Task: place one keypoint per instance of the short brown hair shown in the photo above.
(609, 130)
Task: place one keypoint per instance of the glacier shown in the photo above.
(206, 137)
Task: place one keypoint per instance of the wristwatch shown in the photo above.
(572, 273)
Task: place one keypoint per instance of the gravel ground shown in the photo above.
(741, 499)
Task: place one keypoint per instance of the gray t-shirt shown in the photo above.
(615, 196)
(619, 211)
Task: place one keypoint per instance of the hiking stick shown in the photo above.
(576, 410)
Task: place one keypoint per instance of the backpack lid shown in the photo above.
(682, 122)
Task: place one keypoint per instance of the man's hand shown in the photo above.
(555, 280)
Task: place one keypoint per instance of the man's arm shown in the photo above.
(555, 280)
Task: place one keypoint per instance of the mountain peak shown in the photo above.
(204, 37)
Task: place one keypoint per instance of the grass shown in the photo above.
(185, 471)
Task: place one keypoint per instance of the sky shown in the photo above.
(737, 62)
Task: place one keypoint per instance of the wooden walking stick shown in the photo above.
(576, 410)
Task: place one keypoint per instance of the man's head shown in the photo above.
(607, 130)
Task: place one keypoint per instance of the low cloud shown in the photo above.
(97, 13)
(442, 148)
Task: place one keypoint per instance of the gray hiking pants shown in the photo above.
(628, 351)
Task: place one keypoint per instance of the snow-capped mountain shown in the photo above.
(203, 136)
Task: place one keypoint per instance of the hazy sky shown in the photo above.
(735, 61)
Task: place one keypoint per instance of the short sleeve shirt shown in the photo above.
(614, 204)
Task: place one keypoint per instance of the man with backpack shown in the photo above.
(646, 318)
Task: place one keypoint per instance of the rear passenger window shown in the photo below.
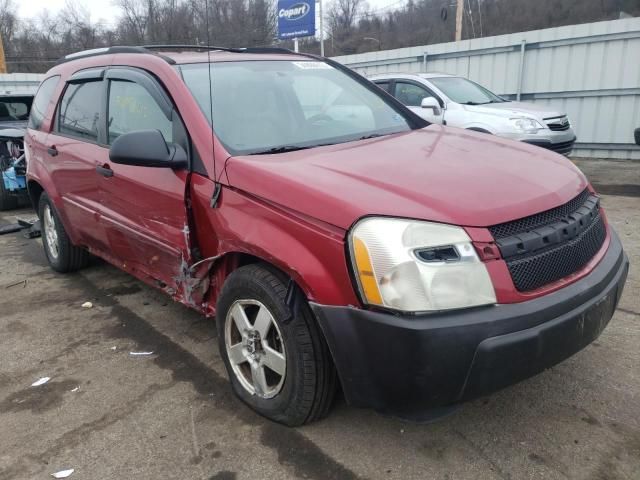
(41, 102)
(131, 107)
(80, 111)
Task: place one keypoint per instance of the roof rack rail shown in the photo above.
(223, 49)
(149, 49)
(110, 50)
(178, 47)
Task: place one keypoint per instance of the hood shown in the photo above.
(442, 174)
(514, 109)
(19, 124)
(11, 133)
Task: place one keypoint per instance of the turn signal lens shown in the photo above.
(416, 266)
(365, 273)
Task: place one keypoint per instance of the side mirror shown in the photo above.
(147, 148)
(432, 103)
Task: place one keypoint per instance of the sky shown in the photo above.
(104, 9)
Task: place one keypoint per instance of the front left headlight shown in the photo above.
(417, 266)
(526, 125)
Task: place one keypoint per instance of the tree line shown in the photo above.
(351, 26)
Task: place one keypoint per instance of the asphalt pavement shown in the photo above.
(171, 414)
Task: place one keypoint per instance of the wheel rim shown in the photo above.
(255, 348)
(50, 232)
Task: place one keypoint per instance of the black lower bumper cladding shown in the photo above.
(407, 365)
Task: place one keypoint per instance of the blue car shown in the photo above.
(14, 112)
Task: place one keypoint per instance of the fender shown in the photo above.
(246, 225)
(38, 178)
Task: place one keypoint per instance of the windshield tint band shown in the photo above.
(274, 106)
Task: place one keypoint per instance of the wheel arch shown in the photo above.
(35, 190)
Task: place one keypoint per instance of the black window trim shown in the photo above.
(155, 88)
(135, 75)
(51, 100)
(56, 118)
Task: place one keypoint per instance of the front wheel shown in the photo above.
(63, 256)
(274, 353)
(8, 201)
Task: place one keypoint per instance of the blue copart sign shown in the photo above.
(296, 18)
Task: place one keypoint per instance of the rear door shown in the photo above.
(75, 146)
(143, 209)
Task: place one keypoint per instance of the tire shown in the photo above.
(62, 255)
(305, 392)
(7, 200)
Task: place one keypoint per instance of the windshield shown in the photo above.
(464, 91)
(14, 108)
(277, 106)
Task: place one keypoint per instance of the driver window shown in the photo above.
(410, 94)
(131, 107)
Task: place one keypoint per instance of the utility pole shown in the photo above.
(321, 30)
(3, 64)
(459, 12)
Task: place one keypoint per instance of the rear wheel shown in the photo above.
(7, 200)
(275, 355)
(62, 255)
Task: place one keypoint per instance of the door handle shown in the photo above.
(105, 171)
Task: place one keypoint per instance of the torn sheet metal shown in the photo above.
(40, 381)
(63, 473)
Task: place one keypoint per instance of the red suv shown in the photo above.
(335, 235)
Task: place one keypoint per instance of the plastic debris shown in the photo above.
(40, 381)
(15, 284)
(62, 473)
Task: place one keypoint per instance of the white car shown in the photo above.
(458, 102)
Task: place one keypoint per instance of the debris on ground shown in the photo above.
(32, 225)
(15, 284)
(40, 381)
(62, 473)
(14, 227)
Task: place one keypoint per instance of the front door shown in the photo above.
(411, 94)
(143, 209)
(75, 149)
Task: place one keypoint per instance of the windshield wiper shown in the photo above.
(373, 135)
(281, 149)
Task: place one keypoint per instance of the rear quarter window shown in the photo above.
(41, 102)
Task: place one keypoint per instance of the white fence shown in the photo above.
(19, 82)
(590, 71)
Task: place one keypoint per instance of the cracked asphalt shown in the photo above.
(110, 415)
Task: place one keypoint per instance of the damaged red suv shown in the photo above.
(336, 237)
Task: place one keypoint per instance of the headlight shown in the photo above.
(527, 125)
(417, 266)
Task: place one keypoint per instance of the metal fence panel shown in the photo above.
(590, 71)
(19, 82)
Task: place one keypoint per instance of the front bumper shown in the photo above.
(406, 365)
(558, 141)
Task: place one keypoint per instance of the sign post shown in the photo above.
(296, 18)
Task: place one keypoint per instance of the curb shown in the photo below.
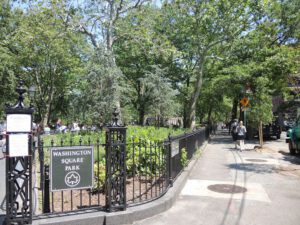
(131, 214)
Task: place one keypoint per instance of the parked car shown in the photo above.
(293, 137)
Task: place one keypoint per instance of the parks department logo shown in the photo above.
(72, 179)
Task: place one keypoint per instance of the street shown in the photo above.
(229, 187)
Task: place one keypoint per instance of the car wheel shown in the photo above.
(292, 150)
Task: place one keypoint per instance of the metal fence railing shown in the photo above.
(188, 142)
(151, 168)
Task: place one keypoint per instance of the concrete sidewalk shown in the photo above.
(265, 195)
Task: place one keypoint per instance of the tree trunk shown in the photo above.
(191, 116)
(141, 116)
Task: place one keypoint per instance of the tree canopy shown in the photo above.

▬▬▬▬▬▬▬▬▬▬

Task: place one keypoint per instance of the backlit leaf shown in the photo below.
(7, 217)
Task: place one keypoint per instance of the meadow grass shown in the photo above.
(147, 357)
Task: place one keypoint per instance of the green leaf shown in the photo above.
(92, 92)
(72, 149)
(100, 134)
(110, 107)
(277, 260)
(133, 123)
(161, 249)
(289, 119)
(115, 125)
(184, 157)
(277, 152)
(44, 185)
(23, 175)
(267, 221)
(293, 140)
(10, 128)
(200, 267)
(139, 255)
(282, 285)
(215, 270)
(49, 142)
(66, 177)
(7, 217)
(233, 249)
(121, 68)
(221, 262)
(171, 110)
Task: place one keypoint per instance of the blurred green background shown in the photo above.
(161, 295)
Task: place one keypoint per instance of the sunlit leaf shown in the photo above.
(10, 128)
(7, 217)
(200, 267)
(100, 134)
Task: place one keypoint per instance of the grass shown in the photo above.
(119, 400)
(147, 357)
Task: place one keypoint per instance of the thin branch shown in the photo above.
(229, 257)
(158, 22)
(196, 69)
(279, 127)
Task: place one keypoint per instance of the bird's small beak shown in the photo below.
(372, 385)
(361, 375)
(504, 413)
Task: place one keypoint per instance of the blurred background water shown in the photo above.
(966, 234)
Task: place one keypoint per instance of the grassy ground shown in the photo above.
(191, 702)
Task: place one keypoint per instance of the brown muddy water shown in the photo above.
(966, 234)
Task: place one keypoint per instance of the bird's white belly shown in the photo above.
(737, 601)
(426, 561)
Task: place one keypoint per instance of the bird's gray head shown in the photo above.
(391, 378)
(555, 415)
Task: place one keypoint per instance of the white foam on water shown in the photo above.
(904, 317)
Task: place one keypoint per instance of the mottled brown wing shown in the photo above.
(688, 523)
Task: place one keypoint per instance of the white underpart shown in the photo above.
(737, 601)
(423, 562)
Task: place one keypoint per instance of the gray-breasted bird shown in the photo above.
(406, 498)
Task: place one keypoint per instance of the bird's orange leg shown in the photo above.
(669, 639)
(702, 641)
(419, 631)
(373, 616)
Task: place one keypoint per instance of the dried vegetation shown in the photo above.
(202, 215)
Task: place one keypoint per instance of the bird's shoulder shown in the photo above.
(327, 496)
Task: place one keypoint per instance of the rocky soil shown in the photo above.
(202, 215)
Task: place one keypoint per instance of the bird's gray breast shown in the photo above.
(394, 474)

▬▬▬▬▬▬▬▬▬▬

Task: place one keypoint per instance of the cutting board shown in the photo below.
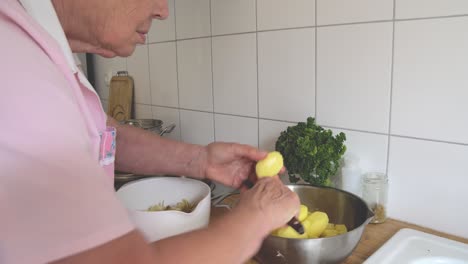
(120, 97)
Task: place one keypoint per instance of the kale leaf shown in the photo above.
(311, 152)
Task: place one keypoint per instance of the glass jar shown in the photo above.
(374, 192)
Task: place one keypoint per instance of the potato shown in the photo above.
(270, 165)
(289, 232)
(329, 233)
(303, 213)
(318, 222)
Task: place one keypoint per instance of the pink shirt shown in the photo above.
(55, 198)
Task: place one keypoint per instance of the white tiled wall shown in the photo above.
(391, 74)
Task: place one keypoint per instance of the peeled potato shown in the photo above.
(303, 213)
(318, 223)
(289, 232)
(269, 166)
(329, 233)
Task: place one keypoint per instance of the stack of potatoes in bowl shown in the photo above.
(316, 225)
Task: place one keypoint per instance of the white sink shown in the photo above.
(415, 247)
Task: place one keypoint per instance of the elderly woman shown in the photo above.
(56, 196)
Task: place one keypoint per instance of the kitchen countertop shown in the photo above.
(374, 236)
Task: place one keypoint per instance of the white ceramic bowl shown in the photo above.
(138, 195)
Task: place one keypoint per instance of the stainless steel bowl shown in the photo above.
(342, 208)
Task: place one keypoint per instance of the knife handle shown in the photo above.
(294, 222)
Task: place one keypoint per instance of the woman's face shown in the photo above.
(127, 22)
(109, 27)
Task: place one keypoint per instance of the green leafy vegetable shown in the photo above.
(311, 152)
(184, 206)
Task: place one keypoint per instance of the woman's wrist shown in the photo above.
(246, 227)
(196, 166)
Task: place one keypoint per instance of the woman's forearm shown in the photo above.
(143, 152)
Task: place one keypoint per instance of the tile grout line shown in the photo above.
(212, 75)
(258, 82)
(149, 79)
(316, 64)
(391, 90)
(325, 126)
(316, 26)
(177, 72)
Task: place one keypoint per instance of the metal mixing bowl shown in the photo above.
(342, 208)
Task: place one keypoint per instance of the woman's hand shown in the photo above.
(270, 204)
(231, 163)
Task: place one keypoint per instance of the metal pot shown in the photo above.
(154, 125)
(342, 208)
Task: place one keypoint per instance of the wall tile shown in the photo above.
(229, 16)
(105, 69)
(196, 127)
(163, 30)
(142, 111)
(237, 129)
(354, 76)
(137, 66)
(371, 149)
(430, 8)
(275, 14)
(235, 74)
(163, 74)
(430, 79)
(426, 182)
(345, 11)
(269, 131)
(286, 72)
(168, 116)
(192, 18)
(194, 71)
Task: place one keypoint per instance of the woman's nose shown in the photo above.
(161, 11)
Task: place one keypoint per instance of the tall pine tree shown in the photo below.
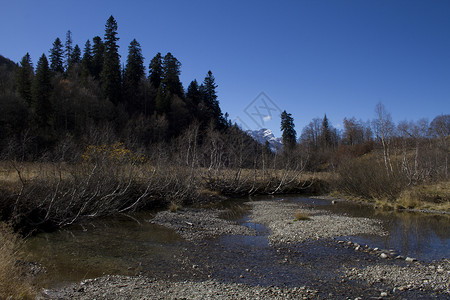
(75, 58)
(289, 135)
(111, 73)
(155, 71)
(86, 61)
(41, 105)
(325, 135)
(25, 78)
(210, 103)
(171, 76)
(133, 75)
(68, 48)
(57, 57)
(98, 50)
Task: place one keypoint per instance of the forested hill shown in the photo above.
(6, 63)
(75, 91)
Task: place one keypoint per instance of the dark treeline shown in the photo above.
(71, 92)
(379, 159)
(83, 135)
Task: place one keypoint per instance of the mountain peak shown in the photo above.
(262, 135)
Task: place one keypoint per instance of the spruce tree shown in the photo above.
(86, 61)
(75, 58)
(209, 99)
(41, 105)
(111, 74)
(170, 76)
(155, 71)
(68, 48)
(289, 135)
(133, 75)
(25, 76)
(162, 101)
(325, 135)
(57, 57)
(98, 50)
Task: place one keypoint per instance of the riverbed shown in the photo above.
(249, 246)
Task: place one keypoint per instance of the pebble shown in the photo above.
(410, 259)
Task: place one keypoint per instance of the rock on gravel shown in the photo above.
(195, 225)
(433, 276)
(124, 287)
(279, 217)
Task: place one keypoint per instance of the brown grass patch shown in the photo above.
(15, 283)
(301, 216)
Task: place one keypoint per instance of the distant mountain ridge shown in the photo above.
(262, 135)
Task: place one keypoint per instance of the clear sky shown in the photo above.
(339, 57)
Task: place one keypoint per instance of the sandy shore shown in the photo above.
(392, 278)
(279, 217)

▬▬▬▬▬▬▬▬▬▬

◆ WHAT YOU ARE ASKED TO DO
How many lines of the records above contain the string "gravel"? Case counts; reply with the number only.

◆ TASK ANSWER
2